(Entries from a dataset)
......
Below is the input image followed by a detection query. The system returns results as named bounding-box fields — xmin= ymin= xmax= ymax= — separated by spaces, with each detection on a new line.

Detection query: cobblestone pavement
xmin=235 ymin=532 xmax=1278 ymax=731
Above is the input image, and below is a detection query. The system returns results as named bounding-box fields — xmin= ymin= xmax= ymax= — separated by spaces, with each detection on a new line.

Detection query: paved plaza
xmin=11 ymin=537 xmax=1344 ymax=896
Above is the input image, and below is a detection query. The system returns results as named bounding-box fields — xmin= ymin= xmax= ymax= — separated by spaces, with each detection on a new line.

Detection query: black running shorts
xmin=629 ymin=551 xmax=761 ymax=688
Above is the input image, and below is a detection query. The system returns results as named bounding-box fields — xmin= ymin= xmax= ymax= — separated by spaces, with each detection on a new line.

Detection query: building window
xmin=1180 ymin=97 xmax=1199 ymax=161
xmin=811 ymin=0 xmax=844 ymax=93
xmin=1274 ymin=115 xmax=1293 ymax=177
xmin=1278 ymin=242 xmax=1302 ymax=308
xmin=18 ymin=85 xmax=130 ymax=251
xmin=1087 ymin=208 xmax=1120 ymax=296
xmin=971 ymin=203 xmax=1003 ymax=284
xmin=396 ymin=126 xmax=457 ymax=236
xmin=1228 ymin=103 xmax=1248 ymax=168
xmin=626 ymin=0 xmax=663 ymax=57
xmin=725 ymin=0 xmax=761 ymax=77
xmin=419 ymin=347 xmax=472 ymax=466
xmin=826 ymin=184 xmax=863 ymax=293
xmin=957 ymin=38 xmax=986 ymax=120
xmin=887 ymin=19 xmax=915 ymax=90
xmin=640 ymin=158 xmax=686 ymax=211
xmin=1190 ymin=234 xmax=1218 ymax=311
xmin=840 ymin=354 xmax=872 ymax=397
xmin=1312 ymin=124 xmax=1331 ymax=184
......
WRITTEN EXERCISE:
Copy the rows from the beginning through the line with "xmin=235 ymin=532 xmax=1278 ymax=731", swapping "cobblestone" for "brick" and leaving everything else untouched.

REPLY TO THE EXERCISE:
Below is the input image followed by a detection query. The system returns results as named bounding-box fields — xmin= ymin= xmax= ymax= — separated by spaces, with each detection on a new line.

Detection query: brick pavement
xmin=235 ymin=532 xmax=1278 ymax=731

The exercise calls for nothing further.